### RECORDS SUPPLIED
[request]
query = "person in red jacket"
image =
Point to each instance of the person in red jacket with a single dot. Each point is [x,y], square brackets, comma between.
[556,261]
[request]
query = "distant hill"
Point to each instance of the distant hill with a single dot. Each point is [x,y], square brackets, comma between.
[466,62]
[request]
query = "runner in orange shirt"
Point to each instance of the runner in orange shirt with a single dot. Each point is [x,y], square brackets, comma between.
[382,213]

...

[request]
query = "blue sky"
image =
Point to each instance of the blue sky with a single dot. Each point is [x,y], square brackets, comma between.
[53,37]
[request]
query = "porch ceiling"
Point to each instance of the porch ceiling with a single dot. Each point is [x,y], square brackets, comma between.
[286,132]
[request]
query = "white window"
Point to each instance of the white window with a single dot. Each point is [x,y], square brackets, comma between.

### ASSIGNED TASK
Lines above that have "query": copy each of them.

### YOUR RESPONSE
query = "person in red jacket"
query = "distant hill"
query = "runner in orange shirt"
query = "blue sky"
query = "porch ceiling"
query = "white window"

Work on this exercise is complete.